To do>
Put the records below into a two-column CSV whose header row is instruction,output. Give one row per record, with its text in the first field and its answer in the second, each field in double quotes and every line break replaced by a space.

Input for this task>
-*-*-

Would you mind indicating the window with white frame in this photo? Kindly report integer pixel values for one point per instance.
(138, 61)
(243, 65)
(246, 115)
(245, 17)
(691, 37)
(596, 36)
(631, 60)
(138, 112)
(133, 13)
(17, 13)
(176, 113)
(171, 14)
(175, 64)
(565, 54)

-*-*-

Solution for this exercise>
instruction,output
"Would you mind indicating the window with white frame in this photo? Kindly report integer pixel values for one point per instance.","(138, 61) (243, 65) (246, 115) (245, 17) (691, 37) (596, 36) (631, 60) (138, 112) (133, 13) (17, 13) (176, 113) (171, 14) (175, 64) (565, 54)"